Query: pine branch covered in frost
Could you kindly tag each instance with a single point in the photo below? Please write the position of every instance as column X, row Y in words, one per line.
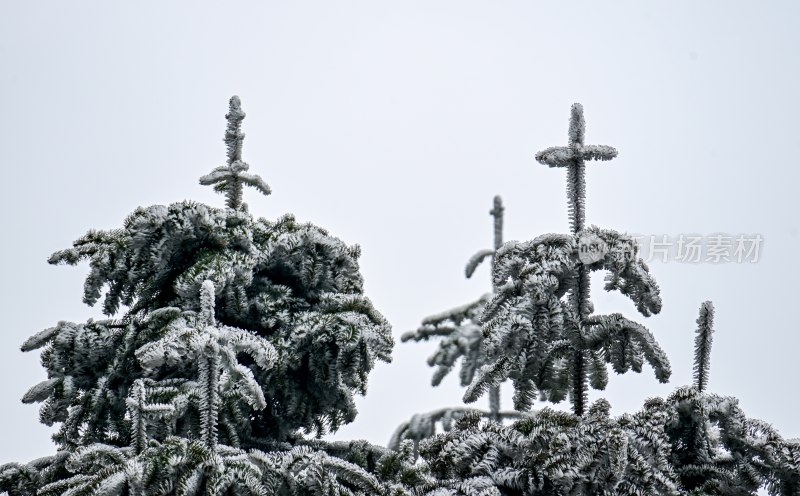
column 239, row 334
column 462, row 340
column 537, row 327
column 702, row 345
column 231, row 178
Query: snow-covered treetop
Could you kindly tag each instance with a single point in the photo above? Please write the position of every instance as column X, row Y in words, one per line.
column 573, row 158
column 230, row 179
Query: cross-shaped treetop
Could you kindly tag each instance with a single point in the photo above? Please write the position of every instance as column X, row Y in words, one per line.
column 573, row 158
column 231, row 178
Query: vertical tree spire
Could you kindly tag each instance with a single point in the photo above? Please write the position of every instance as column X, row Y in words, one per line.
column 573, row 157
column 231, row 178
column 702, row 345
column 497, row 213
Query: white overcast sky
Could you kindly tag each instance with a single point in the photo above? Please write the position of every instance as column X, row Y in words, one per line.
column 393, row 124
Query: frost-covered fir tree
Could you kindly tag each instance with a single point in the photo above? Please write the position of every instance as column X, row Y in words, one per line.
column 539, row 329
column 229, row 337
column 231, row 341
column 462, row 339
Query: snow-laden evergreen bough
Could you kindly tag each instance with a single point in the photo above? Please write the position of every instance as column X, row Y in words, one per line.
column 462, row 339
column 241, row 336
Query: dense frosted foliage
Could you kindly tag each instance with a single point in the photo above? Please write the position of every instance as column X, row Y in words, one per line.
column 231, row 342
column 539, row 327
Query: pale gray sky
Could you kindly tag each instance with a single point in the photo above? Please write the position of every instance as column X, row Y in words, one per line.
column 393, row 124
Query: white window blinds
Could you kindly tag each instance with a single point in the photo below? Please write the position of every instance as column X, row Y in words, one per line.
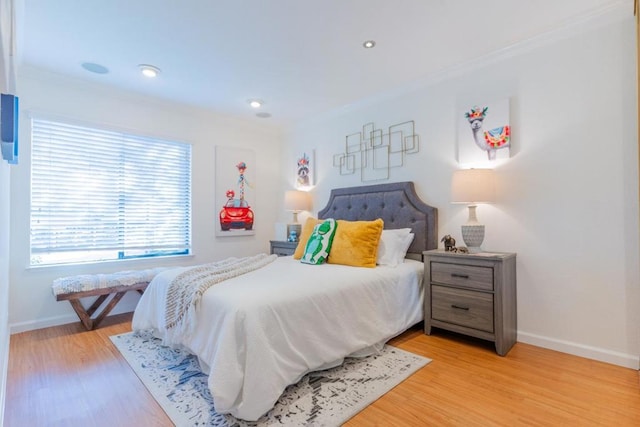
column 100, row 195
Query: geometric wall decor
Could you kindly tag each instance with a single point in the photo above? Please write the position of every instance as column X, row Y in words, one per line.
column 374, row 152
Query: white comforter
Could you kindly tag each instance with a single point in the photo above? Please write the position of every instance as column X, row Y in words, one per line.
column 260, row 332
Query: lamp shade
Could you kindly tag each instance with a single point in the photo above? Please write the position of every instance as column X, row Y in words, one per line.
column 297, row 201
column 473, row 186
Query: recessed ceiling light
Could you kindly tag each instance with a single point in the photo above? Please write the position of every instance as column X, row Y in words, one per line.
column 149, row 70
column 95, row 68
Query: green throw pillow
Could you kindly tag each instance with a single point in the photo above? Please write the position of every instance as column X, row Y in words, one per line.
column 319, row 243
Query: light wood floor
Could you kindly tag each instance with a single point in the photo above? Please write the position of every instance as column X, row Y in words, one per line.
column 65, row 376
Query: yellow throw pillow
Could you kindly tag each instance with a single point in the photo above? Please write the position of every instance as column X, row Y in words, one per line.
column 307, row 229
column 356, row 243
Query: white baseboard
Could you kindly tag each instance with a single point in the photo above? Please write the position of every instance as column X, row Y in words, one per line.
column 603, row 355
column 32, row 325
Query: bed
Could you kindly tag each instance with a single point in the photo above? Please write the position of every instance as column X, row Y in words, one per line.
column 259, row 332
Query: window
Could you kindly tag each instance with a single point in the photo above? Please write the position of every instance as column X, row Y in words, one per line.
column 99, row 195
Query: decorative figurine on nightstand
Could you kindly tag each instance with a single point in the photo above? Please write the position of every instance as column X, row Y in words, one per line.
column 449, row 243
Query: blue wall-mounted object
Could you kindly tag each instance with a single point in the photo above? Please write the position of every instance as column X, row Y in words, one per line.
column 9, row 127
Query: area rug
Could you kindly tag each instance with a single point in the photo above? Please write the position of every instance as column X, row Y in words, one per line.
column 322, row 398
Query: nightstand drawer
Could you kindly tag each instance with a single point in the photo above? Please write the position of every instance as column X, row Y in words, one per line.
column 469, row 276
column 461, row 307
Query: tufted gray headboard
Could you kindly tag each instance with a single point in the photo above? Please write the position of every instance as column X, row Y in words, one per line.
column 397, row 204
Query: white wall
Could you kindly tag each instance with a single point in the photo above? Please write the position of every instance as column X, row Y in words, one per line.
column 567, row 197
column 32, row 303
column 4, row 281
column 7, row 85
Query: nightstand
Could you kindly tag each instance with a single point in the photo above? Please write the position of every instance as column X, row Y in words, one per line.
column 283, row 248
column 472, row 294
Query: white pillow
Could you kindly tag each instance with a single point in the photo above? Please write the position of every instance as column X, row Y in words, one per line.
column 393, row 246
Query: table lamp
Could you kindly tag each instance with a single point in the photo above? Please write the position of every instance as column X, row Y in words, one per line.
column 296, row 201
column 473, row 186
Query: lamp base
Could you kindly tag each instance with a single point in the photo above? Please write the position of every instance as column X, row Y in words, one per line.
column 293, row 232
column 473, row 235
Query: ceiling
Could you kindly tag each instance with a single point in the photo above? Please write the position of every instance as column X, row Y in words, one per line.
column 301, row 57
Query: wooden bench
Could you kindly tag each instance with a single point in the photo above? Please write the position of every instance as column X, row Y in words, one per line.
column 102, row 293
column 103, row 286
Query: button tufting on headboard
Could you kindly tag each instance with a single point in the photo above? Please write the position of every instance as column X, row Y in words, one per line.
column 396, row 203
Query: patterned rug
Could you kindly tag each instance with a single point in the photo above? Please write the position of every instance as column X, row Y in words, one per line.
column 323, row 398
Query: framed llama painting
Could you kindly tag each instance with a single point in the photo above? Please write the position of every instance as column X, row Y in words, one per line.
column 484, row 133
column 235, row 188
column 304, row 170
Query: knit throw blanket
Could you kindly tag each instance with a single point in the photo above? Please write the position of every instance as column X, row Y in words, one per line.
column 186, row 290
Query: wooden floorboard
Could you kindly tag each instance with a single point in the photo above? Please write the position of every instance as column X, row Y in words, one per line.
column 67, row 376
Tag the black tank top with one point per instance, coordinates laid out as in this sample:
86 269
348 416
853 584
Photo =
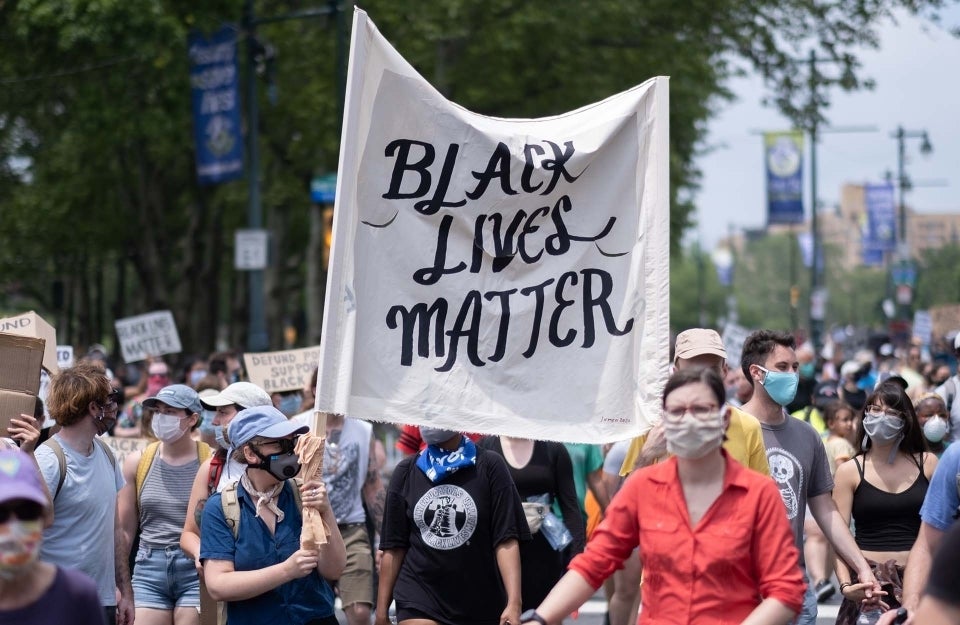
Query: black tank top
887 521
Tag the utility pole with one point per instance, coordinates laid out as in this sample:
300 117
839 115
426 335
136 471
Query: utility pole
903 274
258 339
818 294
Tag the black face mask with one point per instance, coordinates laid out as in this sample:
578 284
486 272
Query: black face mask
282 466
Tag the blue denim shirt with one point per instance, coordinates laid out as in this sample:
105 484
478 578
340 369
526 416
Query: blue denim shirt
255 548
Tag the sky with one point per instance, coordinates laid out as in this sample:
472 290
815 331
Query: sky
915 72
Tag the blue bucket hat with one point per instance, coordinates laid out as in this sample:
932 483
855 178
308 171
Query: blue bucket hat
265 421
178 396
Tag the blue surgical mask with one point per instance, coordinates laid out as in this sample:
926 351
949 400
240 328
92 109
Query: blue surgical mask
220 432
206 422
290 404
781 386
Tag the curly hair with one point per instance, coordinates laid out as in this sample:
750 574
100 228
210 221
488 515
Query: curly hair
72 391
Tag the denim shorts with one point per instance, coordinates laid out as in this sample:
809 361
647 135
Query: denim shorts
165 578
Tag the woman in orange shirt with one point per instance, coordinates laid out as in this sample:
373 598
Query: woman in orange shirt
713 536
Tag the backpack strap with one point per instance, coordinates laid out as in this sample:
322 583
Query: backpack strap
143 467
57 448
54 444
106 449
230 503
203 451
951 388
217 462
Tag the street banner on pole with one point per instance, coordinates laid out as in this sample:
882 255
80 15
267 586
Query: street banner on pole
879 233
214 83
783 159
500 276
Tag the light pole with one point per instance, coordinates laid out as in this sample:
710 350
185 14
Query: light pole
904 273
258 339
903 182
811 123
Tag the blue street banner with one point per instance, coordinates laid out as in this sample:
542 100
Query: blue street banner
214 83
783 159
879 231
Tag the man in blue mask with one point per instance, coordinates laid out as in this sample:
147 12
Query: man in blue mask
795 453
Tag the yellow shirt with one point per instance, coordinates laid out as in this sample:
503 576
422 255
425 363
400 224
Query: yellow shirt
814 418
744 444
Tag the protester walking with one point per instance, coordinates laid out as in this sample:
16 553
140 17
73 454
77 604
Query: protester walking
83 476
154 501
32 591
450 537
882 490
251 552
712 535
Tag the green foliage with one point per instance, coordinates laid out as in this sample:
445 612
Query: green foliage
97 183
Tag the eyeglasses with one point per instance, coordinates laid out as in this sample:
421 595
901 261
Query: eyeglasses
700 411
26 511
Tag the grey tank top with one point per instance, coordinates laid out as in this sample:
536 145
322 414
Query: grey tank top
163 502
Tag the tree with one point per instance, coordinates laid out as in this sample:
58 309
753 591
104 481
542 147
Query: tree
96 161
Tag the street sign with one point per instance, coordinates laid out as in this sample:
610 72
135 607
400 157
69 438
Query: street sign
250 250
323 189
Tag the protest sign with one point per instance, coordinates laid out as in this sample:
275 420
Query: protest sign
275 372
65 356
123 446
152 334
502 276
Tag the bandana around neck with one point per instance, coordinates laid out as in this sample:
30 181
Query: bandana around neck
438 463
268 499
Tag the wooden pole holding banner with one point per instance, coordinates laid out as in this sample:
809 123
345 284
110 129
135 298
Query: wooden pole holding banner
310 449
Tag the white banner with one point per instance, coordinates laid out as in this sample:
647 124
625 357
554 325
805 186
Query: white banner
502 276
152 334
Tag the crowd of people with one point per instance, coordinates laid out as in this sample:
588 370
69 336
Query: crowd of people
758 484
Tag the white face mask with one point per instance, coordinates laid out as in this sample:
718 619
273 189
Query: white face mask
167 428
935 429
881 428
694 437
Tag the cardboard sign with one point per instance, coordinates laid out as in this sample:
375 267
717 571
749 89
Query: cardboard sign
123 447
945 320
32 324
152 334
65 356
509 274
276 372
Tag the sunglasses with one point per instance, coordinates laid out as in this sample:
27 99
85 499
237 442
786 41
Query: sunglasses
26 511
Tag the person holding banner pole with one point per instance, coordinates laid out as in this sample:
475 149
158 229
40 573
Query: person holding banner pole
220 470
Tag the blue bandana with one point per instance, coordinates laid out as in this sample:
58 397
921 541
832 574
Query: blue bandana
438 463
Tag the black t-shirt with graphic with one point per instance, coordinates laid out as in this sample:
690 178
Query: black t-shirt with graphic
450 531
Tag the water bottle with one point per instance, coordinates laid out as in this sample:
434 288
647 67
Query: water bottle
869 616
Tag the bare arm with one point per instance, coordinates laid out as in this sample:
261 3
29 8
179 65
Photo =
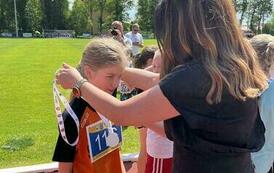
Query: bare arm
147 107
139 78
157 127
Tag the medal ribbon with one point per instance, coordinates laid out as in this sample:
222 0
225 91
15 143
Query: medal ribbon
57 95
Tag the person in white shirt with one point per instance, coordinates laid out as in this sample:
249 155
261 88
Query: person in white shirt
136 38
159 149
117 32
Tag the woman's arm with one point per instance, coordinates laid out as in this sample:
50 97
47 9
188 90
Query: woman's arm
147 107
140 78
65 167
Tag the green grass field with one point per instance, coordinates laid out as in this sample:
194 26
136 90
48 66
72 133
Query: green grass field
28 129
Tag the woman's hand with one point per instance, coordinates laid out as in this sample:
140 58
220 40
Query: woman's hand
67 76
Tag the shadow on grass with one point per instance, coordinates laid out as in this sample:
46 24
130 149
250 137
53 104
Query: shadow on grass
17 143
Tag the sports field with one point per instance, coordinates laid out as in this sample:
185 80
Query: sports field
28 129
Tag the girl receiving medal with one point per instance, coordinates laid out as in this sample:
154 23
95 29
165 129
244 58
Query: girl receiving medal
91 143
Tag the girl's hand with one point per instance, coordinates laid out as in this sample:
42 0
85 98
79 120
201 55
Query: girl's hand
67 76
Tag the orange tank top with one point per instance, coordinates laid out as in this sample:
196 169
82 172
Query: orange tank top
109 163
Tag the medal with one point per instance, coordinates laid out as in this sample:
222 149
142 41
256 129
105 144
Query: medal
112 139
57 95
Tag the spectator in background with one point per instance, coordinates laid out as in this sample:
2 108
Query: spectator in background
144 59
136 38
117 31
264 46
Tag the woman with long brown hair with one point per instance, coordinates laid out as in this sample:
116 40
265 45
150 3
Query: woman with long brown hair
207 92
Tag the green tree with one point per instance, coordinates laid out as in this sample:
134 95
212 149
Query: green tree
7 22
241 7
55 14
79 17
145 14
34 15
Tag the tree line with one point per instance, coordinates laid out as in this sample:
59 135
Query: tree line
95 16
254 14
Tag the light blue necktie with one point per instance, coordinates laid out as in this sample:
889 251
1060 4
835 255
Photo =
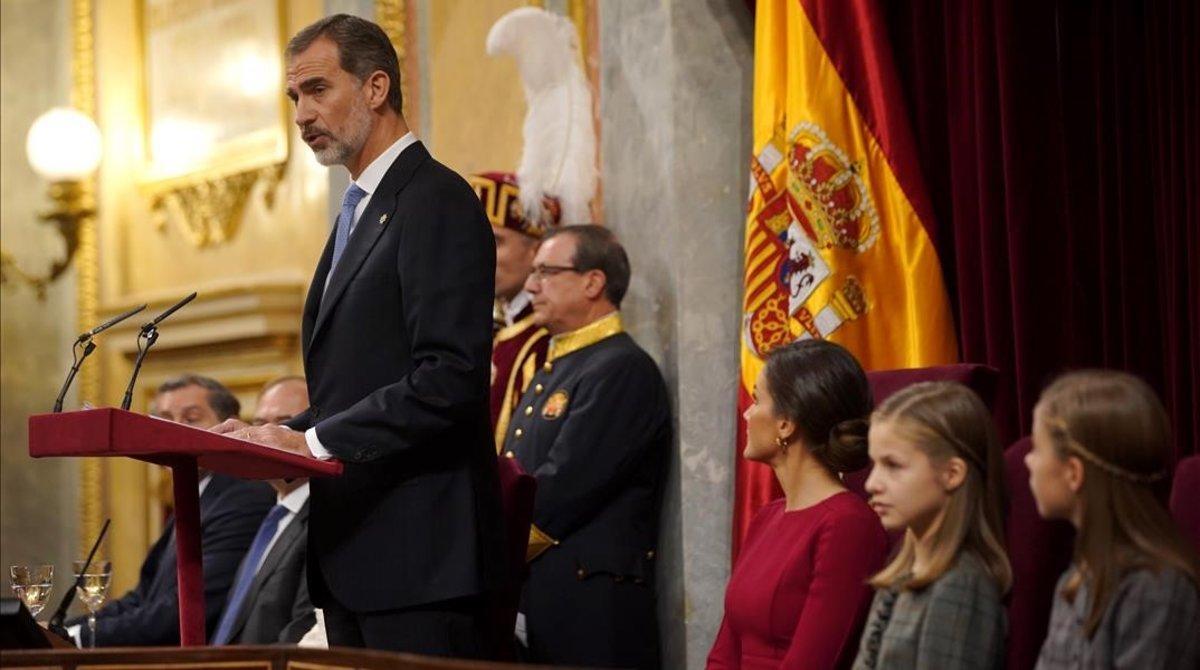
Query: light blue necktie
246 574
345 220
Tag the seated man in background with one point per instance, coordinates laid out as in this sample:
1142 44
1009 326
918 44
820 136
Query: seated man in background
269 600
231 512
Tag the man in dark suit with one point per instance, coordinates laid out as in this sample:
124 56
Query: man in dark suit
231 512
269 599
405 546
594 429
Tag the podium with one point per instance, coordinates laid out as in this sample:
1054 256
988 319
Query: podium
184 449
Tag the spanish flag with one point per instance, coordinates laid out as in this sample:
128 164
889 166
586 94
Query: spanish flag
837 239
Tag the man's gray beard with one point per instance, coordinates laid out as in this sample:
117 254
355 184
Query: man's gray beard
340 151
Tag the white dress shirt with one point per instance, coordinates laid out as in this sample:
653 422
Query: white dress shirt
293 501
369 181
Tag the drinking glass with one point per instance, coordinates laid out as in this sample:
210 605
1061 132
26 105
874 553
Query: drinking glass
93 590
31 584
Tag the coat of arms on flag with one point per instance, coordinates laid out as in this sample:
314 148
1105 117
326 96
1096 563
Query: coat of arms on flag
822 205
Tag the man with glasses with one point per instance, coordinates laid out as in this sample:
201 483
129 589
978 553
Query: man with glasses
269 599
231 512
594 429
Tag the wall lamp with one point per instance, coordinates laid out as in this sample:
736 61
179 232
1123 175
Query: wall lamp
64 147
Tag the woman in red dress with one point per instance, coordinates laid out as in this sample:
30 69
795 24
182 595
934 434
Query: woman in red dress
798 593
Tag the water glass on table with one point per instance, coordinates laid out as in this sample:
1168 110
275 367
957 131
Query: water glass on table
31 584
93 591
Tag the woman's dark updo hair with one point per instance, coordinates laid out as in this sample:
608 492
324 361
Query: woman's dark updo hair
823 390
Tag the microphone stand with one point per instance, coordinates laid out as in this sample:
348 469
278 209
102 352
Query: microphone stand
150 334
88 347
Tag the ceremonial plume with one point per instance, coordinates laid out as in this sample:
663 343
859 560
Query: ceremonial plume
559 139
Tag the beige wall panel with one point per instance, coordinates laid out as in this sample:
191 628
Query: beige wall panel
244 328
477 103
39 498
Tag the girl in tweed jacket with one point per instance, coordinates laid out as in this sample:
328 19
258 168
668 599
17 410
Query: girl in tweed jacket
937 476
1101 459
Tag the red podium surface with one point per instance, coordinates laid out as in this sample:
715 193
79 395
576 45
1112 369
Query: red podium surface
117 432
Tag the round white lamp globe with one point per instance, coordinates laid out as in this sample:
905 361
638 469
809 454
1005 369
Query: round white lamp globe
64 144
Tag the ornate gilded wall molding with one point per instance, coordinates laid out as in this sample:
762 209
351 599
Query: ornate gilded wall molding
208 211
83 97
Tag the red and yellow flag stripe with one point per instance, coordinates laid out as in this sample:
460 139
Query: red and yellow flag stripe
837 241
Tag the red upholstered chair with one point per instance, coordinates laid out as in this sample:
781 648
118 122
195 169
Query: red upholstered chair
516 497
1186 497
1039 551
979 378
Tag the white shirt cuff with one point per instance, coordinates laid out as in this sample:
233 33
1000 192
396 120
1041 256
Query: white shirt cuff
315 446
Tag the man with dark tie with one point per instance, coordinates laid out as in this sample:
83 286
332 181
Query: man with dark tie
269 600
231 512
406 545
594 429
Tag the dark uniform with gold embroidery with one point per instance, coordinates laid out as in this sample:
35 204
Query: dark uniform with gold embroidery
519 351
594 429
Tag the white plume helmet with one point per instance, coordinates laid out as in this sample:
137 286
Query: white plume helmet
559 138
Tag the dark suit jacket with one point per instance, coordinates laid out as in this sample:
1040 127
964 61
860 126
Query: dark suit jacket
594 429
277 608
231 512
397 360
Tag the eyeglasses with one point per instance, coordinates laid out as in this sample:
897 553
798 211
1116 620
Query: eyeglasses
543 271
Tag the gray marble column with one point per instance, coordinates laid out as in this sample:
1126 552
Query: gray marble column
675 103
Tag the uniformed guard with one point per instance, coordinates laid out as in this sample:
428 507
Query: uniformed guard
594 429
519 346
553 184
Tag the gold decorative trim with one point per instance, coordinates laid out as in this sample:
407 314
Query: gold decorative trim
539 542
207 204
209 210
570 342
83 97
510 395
● ● ● ●
▶ WHAT TO PRODUCE
Copy down every line of the entries containing the word "headboard".

▶ RESULT OF THIS TASK
Query: tufted gray headboard
Query: button tufting on headboard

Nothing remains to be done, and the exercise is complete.